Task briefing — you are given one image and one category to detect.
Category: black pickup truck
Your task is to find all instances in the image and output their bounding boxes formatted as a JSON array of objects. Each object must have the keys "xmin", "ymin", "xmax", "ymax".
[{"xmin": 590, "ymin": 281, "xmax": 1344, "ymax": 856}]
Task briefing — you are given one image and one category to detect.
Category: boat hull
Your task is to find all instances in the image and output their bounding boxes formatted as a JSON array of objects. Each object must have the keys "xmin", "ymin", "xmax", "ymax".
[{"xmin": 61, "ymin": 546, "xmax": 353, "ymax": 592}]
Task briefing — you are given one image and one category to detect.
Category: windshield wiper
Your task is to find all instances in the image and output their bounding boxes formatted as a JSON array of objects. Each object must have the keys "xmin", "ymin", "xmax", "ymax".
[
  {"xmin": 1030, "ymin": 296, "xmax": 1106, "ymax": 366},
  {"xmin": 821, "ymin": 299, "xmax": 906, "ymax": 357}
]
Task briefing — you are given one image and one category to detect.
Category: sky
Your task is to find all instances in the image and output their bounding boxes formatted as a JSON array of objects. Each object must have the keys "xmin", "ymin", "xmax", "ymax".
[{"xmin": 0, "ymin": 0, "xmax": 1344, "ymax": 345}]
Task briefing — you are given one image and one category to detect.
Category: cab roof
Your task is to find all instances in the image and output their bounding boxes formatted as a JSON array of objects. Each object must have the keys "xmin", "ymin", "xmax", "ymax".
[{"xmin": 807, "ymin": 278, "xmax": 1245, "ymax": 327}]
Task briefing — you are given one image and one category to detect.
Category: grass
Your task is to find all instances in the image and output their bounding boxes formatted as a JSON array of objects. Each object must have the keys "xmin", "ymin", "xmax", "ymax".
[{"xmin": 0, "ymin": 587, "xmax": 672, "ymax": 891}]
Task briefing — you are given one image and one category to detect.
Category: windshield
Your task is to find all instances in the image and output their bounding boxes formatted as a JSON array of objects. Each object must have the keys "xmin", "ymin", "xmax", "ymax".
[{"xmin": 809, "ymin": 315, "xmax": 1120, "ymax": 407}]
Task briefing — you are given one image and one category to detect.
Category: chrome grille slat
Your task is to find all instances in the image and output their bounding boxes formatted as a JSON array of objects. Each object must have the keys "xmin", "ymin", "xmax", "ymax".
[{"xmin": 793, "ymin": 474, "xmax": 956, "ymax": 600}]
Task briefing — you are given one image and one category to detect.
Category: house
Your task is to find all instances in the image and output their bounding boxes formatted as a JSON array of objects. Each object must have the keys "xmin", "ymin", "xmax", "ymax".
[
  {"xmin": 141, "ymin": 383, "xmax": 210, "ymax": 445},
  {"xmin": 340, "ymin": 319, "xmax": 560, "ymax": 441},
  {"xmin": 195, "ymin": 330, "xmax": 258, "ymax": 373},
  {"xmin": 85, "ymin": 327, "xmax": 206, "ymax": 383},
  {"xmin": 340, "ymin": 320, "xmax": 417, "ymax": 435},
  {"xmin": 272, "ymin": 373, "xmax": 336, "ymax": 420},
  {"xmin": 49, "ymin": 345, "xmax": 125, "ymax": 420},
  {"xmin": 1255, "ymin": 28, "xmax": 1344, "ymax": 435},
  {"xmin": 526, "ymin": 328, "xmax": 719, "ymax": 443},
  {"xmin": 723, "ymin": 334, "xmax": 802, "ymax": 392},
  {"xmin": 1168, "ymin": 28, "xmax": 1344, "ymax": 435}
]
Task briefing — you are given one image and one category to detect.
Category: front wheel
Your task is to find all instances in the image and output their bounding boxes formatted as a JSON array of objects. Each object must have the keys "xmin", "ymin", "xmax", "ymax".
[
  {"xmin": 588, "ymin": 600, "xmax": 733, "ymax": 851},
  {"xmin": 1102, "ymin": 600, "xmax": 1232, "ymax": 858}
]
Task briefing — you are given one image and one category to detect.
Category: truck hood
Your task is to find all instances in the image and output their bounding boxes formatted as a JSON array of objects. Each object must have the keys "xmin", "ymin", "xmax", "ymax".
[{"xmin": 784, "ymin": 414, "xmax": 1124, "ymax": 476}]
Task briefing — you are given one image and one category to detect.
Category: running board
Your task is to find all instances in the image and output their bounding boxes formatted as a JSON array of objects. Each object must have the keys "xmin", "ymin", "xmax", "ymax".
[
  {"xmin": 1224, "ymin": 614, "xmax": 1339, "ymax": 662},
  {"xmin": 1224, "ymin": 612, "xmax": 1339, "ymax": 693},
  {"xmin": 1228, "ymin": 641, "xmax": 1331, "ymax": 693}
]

...

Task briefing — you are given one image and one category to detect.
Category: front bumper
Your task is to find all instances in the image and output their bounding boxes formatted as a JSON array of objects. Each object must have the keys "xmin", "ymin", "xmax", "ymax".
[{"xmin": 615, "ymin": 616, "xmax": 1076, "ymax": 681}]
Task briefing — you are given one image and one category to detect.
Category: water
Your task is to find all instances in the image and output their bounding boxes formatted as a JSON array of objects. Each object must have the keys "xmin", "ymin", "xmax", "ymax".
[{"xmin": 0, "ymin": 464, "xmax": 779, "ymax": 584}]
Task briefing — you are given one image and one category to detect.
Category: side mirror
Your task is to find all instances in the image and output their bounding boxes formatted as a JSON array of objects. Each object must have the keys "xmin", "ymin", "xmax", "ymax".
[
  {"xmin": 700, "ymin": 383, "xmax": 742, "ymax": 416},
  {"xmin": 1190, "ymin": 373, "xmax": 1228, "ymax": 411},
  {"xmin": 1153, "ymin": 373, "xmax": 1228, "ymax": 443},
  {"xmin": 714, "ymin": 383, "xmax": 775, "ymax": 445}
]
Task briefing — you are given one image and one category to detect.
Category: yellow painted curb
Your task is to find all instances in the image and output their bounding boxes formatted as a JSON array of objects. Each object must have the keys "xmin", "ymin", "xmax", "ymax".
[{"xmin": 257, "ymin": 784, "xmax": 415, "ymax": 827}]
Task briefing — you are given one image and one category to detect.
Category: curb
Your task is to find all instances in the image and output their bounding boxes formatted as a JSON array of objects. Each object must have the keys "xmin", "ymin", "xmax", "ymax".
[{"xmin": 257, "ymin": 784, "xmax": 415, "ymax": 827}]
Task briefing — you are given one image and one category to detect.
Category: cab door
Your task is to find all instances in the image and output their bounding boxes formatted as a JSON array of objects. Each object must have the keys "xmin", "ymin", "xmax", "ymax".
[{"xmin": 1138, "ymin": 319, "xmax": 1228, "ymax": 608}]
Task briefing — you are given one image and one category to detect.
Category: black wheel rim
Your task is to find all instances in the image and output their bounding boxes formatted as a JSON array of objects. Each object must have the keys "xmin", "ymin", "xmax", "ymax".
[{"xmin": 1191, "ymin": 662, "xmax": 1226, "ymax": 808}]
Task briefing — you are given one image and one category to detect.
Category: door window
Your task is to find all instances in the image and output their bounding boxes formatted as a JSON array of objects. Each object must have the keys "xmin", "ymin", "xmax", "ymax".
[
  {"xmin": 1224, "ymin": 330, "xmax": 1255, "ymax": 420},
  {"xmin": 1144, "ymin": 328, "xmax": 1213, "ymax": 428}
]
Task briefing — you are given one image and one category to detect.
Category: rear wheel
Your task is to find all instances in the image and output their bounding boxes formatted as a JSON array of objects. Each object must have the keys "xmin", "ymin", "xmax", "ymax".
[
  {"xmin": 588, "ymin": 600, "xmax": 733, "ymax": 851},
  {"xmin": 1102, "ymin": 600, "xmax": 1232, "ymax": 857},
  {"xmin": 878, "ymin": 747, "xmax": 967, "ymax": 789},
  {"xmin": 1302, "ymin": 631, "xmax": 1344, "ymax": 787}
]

--

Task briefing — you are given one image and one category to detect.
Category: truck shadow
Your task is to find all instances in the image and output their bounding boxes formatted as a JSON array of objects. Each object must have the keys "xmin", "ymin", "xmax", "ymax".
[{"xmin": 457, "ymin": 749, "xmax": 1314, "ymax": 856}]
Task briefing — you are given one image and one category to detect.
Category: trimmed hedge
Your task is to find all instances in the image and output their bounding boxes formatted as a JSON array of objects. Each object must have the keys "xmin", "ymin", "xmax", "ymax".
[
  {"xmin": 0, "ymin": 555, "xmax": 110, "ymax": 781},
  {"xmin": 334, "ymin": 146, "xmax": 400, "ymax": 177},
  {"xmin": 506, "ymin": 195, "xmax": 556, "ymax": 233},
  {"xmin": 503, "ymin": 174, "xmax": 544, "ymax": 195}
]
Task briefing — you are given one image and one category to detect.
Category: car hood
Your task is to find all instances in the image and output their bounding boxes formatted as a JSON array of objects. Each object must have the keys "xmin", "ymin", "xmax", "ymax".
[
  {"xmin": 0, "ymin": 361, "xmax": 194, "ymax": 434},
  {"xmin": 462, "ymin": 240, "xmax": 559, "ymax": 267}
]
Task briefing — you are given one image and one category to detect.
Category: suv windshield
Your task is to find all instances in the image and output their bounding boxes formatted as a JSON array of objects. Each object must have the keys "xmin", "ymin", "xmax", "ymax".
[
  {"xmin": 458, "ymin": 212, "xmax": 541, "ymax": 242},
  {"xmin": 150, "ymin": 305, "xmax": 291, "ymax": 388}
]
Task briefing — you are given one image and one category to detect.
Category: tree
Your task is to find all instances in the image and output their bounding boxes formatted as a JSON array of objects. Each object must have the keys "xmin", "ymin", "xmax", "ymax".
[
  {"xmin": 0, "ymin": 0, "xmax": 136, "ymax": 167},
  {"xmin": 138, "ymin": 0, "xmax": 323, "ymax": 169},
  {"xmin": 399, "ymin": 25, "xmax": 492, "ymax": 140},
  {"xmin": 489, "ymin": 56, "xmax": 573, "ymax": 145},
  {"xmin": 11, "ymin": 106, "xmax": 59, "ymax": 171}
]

▶ TASK INSTRUCTIONS
Count the lines above that contain the string "truck", treating uppercase and lowercase as different. Reply with the number alone.

▶ WRITTEN REPLY
3